* Begin EXTRACTED INFORMATION *
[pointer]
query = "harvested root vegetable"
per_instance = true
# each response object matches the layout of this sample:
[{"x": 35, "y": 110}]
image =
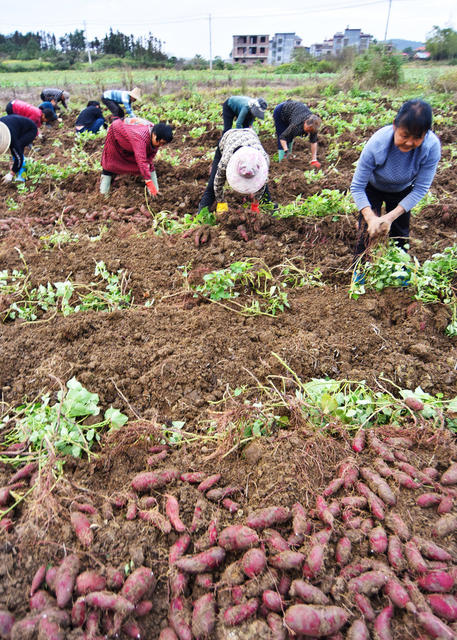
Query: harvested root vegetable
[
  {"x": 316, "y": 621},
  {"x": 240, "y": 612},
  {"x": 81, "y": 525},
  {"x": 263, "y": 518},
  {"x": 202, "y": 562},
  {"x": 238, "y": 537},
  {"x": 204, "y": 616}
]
* End EXTRACTED INFORMATION *
* Begin EXTRACTED INFORMATION *
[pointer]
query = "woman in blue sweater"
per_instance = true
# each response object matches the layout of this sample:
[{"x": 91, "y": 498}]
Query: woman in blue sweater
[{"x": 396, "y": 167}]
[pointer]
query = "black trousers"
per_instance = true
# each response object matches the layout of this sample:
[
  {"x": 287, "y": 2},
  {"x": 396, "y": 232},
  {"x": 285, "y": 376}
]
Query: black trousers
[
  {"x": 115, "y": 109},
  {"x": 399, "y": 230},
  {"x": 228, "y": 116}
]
* End EXTRACTED INFORMATION *
* Begin EXTRACTED INFORMATION *
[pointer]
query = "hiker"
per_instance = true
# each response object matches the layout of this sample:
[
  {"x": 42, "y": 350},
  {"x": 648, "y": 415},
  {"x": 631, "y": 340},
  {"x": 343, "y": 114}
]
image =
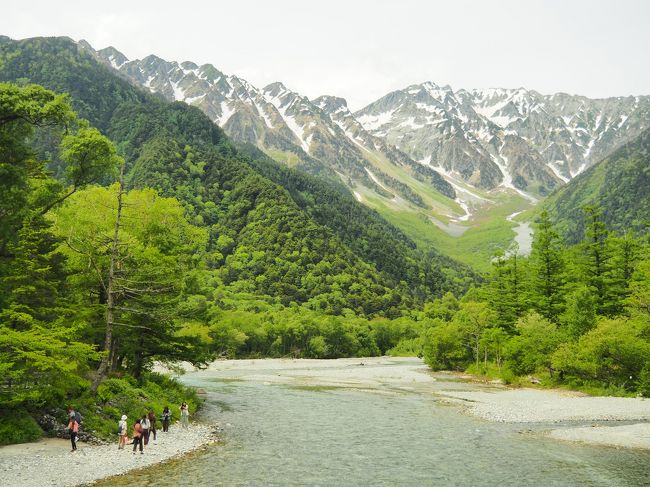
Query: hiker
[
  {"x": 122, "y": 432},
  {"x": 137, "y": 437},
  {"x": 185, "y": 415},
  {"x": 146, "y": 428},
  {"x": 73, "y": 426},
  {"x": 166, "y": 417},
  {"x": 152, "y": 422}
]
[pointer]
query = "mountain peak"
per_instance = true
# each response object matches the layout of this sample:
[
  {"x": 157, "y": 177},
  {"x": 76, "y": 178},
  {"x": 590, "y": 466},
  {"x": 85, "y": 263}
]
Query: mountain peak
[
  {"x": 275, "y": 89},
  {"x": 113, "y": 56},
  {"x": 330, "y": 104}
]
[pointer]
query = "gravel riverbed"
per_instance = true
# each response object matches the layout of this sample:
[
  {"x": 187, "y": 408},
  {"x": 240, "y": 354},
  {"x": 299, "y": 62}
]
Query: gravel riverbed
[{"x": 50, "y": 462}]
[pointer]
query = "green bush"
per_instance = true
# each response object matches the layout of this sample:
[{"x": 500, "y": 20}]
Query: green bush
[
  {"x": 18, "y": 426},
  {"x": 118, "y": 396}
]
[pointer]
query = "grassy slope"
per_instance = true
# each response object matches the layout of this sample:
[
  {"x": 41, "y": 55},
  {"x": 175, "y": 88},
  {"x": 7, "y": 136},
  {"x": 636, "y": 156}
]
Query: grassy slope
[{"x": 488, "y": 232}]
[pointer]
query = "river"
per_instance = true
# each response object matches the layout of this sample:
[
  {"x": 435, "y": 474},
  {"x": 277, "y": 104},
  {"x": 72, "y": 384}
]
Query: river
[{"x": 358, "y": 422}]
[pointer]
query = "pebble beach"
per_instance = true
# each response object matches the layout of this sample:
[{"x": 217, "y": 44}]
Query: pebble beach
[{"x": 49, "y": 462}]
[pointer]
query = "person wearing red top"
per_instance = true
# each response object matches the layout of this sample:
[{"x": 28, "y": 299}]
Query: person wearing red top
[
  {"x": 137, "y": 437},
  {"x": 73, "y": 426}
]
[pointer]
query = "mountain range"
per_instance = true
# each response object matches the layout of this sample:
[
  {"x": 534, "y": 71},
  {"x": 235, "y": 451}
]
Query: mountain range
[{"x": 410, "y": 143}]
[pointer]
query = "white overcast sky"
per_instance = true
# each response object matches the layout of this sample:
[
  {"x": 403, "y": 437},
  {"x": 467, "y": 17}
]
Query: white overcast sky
* End EXTRACTED INFORMATION *
▸ DO THIS: Gather every line of the material above that contains the string "person", treating uppercase and lowercase letters as distinct.

▸ EXERCISE RESULT:
query = "person wearing red top"
Query: person wearing red top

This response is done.